I'd like every record given again exactly, please.
____
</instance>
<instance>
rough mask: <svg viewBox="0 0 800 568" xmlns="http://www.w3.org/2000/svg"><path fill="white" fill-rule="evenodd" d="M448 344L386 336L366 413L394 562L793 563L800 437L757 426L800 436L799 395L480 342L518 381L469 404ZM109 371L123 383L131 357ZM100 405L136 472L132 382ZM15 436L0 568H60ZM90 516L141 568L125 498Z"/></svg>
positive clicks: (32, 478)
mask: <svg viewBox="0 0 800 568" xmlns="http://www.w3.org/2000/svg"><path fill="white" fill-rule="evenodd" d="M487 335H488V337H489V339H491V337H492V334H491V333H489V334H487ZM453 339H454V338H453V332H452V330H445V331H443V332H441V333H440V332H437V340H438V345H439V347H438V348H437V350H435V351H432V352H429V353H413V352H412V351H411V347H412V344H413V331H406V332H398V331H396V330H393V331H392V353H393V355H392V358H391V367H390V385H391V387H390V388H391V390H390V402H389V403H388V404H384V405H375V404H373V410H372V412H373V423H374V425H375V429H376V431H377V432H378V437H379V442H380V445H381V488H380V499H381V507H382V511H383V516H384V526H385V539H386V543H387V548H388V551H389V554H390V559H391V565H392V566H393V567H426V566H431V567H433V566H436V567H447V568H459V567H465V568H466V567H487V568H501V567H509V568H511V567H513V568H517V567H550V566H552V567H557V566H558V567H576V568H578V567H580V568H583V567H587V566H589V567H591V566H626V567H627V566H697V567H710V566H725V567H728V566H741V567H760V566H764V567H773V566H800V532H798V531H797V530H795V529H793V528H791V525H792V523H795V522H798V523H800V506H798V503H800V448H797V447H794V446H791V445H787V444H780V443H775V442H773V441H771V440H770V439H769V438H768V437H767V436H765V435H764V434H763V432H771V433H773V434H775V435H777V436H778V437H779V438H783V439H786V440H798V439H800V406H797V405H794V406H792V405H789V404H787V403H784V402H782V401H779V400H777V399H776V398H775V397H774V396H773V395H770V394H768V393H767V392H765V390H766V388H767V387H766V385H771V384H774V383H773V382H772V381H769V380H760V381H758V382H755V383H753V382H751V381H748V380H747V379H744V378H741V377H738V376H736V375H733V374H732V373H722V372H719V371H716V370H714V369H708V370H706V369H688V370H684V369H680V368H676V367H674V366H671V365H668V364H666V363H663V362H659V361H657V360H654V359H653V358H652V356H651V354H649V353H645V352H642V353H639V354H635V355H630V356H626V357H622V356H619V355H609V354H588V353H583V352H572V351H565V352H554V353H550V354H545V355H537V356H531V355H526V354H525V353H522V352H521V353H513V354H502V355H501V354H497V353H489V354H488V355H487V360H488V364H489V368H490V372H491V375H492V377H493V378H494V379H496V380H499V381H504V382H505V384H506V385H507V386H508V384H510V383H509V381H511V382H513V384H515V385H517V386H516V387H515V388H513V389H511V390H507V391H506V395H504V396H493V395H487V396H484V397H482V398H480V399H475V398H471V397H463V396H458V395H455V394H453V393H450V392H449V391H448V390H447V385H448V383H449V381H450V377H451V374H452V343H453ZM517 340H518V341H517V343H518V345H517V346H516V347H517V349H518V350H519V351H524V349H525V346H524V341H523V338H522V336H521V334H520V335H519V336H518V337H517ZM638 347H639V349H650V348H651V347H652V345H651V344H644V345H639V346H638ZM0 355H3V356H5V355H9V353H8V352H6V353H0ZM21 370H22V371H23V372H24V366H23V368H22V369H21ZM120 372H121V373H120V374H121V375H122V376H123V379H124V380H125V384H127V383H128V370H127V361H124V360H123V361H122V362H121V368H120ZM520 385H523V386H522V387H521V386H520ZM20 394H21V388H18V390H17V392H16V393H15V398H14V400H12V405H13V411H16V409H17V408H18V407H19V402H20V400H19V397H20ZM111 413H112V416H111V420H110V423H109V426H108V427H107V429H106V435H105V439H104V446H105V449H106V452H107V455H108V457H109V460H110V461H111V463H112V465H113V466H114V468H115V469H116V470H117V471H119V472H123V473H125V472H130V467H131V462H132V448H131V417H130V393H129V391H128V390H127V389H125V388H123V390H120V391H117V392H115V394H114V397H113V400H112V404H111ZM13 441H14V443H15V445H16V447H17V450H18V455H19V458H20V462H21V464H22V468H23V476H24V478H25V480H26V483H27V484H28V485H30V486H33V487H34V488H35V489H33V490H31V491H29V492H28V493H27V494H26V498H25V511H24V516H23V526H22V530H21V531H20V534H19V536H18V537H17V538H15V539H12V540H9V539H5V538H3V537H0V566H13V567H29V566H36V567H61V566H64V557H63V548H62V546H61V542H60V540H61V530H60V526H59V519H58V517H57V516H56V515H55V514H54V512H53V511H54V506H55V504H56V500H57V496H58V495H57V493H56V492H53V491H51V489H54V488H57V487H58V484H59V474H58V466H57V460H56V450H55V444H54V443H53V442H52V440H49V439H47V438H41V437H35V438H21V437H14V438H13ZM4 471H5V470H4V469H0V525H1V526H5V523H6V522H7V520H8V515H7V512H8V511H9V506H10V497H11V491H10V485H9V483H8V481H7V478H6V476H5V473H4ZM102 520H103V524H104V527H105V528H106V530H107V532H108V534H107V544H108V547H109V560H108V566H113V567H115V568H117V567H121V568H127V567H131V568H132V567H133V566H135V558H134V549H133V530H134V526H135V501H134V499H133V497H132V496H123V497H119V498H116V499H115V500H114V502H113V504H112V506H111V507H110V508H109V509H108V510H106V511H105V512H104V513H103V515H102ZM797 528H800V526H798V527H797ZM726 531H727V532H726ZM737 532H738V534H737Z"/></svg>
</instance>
____
### TASK RESPONSE
</instance>
<instance>
rough mask: <svg viewBox="0 0 800 568" xmlns="http://www.w3.org/2000/svg"><path fill="white" fill-rule="evenodd" d="M448 344L386 336L366 413L394 562L793 563L800 437L757 426L800 436L799 395L480 342L518 381L469 404ZM109 371L123 383L131 357ZM100 405L136 472L132 382ZM15 436L0 568H60ZM90 516L141 568L125 498Z"/></svg>
positive clicks: (32, 478)
mask: <svg viewBox="0 0 800 568" xmlns="http://www.w3.org/2000/svg"><path fill="white" fill-rule="evenodd" d="M487 335H488V337H489V339H491V337H492V334H491V333H489V334H487ZM453 339H454V338H453V332H452V330H445V331H443V332H441V333H440V332H437V340H438V345H439V347H438V348H437V350H435V351H432V352H429V353H413V352H412V351H411V347H412V344H413V331H406V332H398V331H396V330H393V331H392V353H393V355H392V358H391V367H390V385H391V387H390V388H391V390H390V402H389V403H388V404H384V405H375V404H373V410H372V412H373V423H374V425H375V429H376V431H377V432H378V437H379V442H380V445H381V488H380V499H381V507H382V511H383V516H384V526H385V539H386V543H387V548H388V551H389V554H390V559H391V565H392V566H393V567H426V566H431V567H433V566H436V567H447V568H459V567H465V568H466V567H487V568H501V567H509V568H511V567H513V568H517V567H550V566H552V567H557V566H558V567H576V568H578V567H580V568H583V567H587V566H589V567H591V566H626V567H627V566H697V567H710V566H725V567H728V566H741V567H760V566H764V567H773V566H800V532H798V531H797V530H795V529H793V528H791V525H792V523H795V522H798V523H800V506H798V503H800V448H797V447H794V446H791V445H787V444H780V443H775V442H773V441H771V440H770V439H769V438H768V437H767V436H765V435H764V434H763V432H771V433H773V434H775V435H777V436H778V437H779V438H783V439H786V440H798V439H800V406H797V405H794V406H792V405H789V404H787V403H784V402H782V401H779V400H777V399H776V398H775V397H774V396H773V395H770V394H768V393H767V392H765V390H766V388H767V387H766V385H771V384H774V383H773V382H772V381H769V380H760V381H758V382H755V383H753V382H751V381H748V380H747V379H744V378H741V377H738V376H736V375H733V374H732V373H722V372H719V371H716V370H714V369H708V370H706V369H688V370H684V369H680V368H676V367H674V366H671V365H668V364H666V363H663V362H659V361H657V360H654V359H653V358H652V356H651V354H649V353H645V352H642V353H639V354H635V355H630V356H626V357H622V356H619V355H609V354H588V353H583V352H572V351H565V352H554V353H550V354H545V355H537V356H531V355H526V354H525V353H522V352H521V353H513V354H502V355H501V354H497V353H489V354H488V355H487V360H488V364H489V368H490V372H491V375H492V377H493V378H494V379H496V380H499V381H504V382H505V384H506V385H507V386H508V384H510V383H509V381H511V382H513V384H515V385H517V386H516V387H515V388H513V389H511V390H507V391H506V395H504V396H493V395H487V396H484V397H482V398H480V399H475V398H471V397H463V396H458V395H455V394H453V393H450V392H449V391H448V390H447V385H448V383H449V381H450V377H451V374H452V343H453ZM517 340H518V341H517V343H518V345H517V346H516V347H517V349H518V350H519V351H524V349H525V346H524V341H523V338H522V336H521V334H520V335H519V336H518V337H517ZM638 347H639V349H650V348H651V347H652V345H651V344H644V345H639V346H638ZM0 355H3V356H5V355H9V353H8V352H6V353H0ZM21 370H22V371H23V372H24V366H23V368H22V369H21ZM120 372H121V373H120V374H121V375H122V376H123V379H124V380H125V384H127V383H128V370H127V361H124V360H123V361H122V362H121V368H120ZM520 385H523V386H522V387H521V386H520ZM20 394H21V388H18V390H17V392H16V393H15V398H14V400H12V405H13V411H16V409H17V408H18V407H19V402H20V400H19V397H20ZM111 413H112V416H111V420H110V423H109V426H108V427H107V429H106V435H105V439H104V446H105V449H106V452H107V455H108V457H109V460H110V461H111V463H112V465H113V466H114V468H115V469H116V470H117V471H119V472H123V473H125V472H130V467H131V462H132V448H131V417H130V393H129V391H128V390H127V389H125V388H123V390H120V391H117V392H115V394H114V397H113V400H112V404H111ZM13 441H14V443H15V445H16V447H17V450H18V455H19V458H20V462H21V464H22V468H23V476H24V478H25V480H26V483H27V484H28V485H30V486H33V487H34V488H35V489H33V490H31V491H29V492H28V493H27V494H26V498H25V511H24V516H23V526H22V530H21V531H20V534H19V536H18V537H17V538H15V539H12V540H9V539H5V538H3V537H0V566H13V567H29V566H36V567H61V566H64V557H63V548H62V546H61V542H60V540H61V530H60V526H59V519H58V517H57V516H56V515H55V514H54V512H53V511H54V506H55V504H56V500H57V496H58V495H57V493H56V492H53V491H51V489H54V488H57V487H58V484H59V474H58V466H57V460H56V450H55V444H54V443H53V442H52V440H49V439H47V438H41V437H35V438H21V437H14V438H13ZM4 471H5V470H4V469H0V525H1V526H5V523H6V522H7V520H8V515H7V512H8V511H9V506H10V497H11V491H10V485H9V483H8V481H7V478H6V476H5V473H4ZM102 520H103V524H104V527H105V528H106V530H107V532H108V534H107V544H108V547H109V560H108V566H113V567H115V568H117V567H121V568H127V567H131V568H132V567H133V566H135V558H134V549H133V530H134V526H135V501H134V499H133V497H132V496H123V497H119V498H116V499H115V500H114V502H113V504H112V506H111V507H110V508H109V509H108V510H106V511H105V512H104V513H103V515H102ZM797 528H800V526H798V527H797ZM726 531H727V532H726ZM737 532H738V534H737Z"/></svg>
</instance>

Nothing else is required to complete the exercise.